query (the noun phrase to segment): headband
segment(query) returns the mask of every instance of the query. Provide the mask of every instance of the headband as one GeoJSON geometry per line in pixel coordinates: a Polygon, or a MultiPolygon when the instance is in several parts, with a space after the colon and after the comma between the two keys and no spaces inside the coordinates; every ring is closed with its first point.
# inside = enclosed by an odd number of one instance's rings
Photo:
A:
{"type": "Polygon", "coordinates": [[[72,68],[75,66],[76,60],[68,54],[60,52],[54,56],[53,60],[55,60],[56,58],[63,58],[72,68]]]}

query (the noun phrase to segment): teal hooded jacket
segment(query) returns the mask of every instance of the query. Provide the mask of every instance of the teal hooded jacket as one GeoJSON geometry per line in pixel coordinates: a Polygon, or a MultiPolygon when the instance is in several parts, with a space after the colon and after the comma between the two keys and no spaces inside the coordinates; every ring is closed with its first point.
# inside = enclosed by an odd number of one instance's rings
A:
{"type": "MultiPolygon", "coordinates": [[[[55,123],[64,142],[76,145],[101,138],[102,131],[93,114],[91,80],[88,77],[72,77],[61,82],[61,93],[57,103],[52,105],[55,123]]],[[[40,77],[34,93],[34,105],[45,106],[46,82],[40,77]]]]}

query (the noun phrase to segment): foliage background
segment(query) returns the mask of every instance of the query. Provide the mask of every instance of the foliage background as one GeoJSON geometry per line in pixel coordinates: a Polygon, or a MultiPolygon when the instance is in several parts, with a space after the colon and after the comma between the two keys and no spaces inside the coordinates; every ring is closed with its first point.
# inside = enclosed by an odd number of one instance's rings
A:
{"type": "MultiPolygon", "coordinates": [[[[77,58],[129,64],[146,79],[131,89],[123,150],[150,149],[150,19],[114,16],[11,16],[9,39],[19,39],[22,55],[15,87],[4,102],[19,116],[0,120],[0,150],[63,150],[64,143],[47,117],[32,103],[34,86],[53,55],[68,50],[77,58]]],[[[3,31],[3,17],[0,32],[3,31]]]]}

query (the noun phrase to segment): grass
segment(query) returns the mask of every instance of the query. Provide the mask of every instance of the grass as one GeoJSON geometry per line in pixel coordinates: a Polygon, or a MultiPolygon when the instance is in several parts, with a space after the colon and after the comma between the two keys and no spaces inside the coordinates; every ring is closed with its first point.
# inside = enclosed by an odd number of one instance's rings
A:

-=-=-

Task instructions: Copy the items from the line containing "query (the noun phrase to segment): grass" through the final line of the items, substituting "outline" for every "mask". Keep everything else in those lines unchanged.

The reply:
query (the noun phrase to segment): grass
segment(query) returns the outline of every instance of the query. Provide the outline of every instance of the grass as one GeoJSON geometry per line in pixel coordinates: a Polygon, or a MultiPolygon when the instance is in several parts, with a space after the colon and after the comma between the two keys and no spaces inside the coordinates; every ring is closed with its first point.
# inside = enclosed by an odd number of one instance's rings
A:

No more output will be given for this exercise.